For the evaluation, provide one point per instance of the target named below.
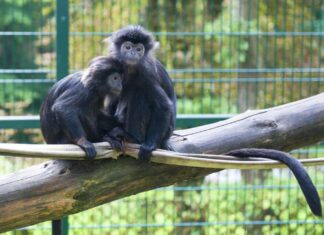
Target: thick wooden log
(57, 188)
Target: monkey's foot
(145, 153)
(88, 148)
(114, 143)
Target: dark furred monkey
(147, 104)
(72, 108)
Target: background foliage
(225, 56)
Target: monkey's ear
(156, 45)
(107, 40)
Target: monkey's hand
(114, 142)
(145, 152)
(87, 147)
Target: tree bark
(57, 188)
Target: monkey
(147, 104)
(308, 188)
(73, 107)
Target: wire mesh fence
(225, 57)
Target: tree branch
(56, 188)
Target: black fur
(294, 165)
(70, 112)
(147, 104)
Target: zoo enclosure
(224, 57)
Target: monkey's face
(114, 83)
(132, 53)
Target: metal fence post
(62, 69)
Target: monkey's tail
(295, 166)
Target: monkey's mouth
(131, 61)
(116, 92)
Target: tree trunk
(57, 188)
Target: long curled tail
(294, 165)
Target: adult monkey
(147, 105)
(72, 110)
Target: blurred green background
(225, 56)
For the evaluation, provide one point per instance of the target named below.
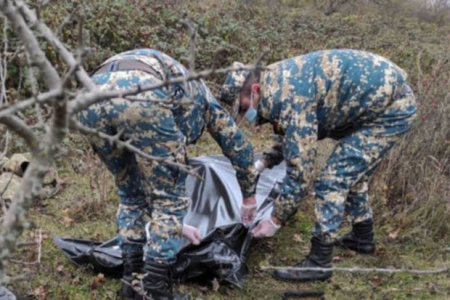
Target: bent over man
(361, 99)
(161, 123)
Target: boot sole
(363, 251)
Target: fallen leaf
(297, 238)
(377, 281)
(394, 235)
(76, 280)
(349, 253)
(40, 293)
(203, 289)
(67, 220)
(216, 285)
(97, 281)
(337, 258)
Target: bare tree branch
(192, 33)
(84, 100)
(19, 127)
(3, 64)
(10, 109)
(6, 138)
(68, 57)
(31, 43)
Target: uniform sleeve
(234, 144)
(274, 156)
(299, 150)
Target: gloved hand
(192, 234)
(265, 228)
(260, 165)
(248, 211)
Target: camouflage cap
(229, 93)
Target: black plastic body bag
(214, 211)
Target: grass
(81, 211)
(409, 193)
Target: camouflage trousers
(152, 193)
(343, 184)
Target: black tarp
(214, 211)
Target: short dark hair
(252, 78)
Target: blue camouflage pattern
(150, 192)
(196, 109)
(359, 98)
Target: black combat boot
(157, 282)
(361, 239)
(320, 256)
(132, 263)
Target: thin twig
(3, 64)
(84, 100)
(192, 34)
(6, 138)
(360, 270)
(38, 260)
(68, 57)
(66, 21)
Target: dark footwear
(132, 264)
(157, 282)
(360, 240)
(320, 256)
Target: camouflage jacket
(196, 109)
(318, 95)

====

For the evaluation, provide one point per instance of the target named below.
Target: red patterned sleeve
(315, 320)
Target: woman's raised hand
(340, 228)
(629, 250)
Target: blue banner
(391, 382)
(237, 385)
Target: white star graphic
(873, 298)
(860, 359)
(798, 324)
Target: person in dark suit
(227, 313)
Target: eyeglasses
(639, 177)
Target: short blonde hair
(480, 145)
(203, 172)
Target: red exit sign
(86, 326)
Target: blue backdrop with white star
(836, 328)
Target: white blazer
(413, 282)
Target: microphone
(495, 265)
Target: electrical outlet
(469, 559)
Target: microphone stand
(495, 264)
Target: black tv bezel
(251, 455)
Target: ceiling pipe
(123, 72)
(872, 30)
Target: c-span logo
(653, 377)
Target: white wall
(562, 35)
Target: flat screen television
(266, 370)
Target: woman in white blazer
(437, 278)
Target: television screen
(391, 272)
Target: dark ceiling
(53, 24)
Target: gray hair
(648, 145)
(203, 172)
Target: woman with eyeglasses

====

- **Required task**: Please collect every line of the records that contains the string "with", treating uppercase and lowercase as different.

- **Solution to the problem**:
Target: blue backdrop with white star
Target: woman with eyeglasses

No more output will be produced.